Image point annotation entries:
▶

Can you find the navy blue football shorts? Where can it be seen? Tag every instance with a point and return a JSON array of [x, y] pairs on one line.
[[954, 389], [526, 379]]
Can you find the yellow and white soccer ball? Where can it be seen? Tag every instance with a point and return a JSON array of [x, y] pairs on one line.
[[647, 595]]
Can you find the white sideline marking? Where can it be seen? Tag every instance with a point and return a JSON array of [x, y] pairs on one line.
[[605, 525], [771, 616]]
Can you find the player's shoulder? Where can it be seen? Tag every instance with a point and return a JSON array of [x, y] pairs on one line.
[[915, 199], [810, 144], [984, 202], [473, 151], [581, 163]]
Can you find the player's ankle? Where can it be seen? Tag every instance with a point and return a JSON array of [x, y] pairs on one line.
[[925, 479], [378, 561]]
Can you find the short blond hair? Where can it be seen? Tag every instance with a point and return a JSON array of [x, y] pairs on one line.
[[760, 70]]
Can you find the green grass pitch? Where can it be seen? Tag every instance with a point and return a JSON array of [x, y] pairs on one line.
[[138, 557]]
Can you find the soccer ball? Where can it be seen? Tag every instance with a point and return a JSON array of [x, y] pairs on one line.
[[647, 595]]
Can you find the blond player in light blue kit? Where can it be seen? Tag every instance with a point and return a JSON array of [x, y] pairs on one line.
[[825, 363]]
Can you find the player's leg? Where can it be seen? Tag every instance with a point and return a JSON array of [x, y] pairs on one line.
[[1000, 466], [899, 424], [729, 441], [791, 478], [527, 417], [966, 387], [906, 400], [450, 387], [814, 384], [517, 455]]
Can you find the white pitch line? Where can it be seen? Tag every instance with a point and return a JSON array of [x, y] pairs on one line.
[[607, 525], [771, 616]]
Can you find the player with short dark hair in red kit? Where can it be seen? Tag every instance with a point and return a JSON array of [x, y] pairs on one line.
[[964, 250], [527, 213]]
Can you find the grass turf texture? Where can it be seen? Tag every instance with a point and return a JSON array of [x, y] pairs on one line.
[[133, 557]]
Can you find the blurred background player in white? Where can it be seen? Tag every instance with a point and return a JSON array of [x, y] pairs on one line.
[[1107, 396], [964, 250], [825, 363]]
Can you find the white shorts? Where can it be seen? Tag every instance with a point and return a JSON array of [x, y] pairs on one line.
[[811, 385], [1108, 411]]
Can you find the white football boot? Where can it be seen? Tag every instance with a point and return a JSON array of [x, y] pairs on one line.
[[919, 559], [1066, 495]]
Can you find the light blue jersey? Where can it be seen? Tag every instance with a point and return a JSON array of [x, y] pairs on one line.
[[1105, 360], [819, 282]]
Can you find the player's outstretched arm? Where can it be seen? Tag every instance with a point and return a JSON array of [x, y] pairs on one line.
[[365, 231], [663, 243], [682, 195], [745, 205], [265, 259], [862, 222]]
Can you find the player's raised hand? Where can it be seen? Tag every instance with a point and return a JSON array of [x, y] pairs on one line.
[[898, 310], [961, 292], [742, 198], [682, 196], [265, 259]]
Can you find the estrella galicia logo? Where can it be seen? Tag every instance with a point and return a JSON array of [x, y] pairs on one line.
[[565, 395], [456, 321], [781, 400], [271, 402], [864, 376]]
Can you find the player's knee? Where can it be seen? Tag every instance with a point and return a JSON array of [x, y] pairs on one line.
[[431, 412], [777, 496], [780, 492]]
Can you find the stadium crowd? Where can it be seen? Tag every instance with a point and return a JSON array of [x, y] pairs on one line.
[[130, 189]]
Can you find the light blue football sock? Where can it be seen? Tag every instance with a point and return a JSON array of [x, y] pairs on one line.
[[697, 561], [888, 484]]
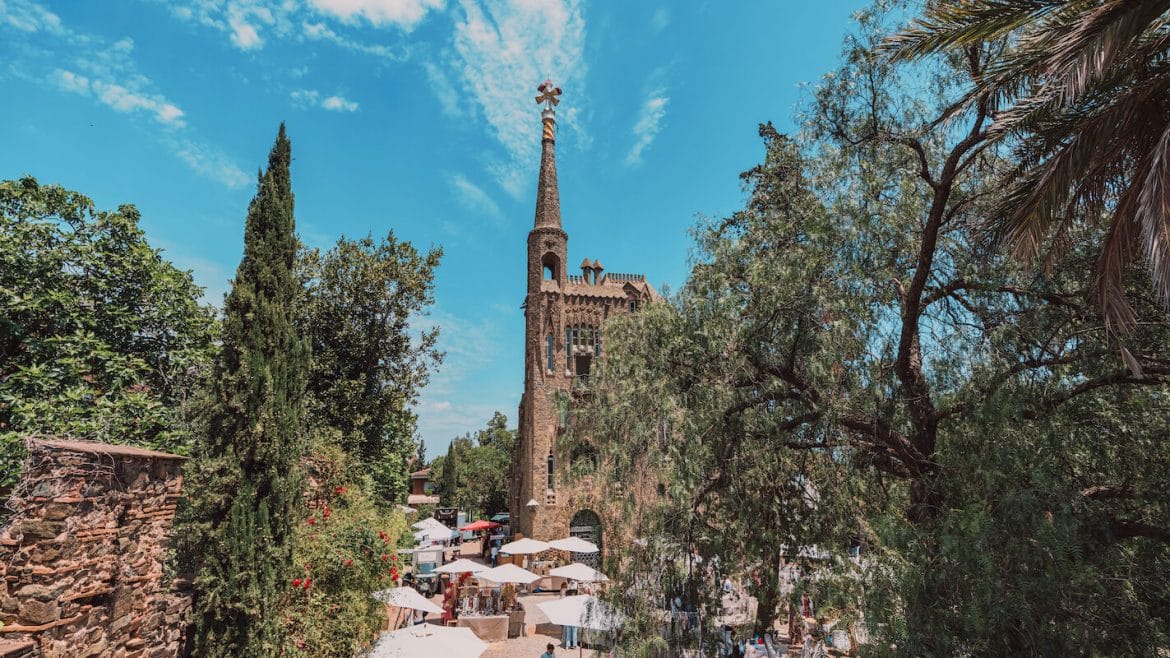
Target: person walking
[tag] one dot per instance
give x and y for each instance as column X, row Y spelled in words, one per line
column 569, row 637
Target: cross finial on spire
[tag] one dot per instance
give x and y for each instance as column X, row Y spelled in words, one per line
column 548, row 95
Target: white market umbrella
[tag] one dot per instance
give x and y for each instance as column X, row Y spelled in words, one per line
column 584, row 611
column 578, row 571
column 427, row 639
column 431, row 535
column 429, row 522
column 508, row 574
column 524, row 547
column 462, row 566
column 575, row 545
column 406, row 597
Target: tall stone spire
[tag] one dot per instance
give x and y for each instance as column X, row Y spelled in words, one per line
column 548, row 198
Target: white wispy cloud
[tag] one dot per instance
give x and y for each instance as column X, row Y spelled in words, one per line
column 250, row 24
column 322, row 32
column 446, row 408
column 210, row 162
column 502, row 50
column 472, row 197
column 245, row 34
column 444, row 90
column 314, row 98
column 46, row 50
column 339, row 104
column 649, row 123
column 29, row 16
column 404, row 14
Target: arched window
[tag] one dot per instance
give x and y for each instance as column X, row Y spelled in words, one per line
column 551, row 266
column 550, row 470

◀

EXERCISE DESCRIPTION: Retype the lines of the material between the line containing "Can you find the player's shoulder?" and the line containing "[[138, 557]]", inclusive, without any changes.

TASK RESPONSE:
Can you find the player's shoulder? Where can it be seen? Tag every instance with a point and return a JSON array of [x, y] pairs on one line.
[[915, 199], [810, 144], [984, 202], [473, 151], [581, 163]]
Can you find the player's ankle? Where can it be seen? Tag every instance with a point and return a JSON array of [x, y] pairs on one line.
[[925, 479], [378, 561]]
Can you find the short blond hair? Where can it be seen? Tag every instance with a point and return a JSON array of [x, y] pairs on one line.
[[760, 70]]
Can you find the green grass pitch? Where can it be seen? Tag every instance with a point and return a JSON array of [x, y] pairs on one line.
[[138, 557]]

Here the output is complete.